**Task list**
**a)** List the models and frameworks that the passage on learning styles says it will look at or give an overview of.
**b)** Reproduce the stretch of the passage on learning styles from "You may even" through "your personal development.".

**Provided passage**
Maybe you liked school. Or maybe you thought it was terrible.
You may even have thought that your school’s teaching style just wasn’t doing it for you.

Fortunately, we have easier access to great classes now thanks to the internet. And maybe you saw a webinar or an online class that was perfect for you. But what made it perfect?

So, today we’ll take a look at the Conscious Competence Model and its 4 Stages of Learning. You’ll also discover a quick overview of the 4 Mind Styles Model, the VARK Framework, and Growth vs. Fixed Mindset.

These are all different concepts you can use to help you prepare a great class or to simply figure out what kind of strategy works best for your personal development.

The Conscious Competence Learning Theory

The Conscious Competence Learning Model was first described by Management Trainer Martin Broadwell in 1969. Noel Burch then developed the Conscious Competence Ladder in the 1970s while working at Gordon Training.

This learning model focuses on 2 factors that are important when we learn a new skill. Our awareness (consciousness) and our skill-level (competence).

This is helpful if you are a sports coach, a life coach, or any kind of coach or teacher. Or maybe you need to train someone at work.

But this model can also help you understand which of the four stages you are at in the learning process if you want to learn or improve a skill. People also have different learning styles and so it’s important to know what works best for you and for others.

**Dataset records**
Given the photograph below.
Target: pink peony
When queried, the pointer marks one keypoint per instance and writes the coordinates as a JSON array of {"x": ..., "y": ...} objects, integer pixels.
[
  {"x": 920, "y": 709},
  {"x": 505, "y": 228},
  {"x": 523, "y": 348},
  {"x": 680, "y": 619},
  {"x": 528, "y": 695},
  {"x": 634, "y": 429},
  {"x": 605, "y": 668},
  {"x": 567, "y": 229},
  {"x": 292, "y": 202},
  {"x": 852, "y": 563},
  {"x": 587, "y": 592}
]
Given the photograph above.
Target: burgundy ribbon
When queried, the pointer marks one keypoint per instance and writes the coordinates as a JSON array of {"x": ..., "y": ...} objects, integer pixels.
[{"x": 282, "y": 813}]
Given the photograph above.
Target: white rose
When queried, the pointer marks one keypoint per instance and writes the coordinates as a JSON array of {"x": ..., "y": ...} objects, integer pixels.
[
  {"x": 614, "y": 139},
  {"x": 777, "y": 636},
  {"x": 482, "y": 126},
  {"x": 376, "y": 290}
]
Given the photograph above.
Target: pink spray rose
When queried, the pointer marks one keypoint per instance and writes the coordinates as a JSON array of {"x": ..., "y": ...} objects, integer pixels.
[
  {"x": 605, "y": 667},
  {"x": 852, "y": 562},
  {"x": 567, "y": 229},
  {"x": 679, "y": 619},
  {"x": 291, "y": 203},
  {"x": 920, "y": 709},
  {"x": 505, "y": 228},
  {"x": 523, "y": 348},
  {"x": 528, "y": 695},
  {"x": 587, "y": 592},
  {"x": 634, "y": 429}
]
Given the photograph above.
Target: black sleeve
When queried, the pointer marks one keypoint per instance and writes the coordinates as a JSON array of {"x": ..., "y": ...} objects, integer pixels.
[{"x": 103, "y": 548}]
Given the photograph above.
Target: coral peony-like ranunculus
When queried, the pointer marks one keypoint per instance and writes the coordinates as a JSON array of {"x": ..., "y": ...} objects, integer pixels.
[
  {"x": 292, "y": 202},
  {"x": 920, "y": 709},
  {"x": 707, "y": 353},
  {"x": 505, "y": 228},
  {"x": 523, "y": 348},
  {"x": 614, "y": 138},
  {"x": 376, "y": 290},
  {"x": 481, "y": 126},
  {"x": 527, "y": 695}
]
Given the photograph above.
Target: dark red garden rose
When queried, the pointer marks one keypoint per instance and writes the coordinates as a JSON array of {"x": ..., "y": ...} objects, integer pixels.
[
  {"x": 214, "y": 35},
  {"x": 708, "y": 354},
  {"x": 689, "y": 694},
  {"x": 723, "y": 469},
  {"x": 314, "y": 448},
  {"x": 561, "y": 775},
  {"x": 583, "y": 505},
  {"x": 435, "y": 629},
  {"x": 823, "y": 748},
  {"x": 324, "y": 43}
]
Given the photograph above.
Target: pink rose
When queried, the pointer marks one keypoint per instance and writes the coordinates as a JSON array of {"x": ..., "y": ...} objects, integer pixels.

**Written answers**
**a)**
- Conscious Competence Model (with its 4 Stages of Learning)
- 4 Mind Styles Model
- VARK Framework
- Growth vs. Fixed Mindset

**b)**
You may even have thought that your school’s teaching style just wasn’t doing it for you.

Fortunately, we have easier access to great classes now thanks to the internet. And maybe you saw a webinar or an online class that was perfect for you. But what made it perfect?

So, today we’ll take a look at the Conscious Competence Model and its 4 Stages of Learning. You’ll also discover a quick overview of the 4 Mind Styles Model, the VARK Framework, and Growth vs. Fixed Mindset.

These are all different concepts you can use to help you prepare a great class or to simply figure out what kind of strategy works best for your personal development.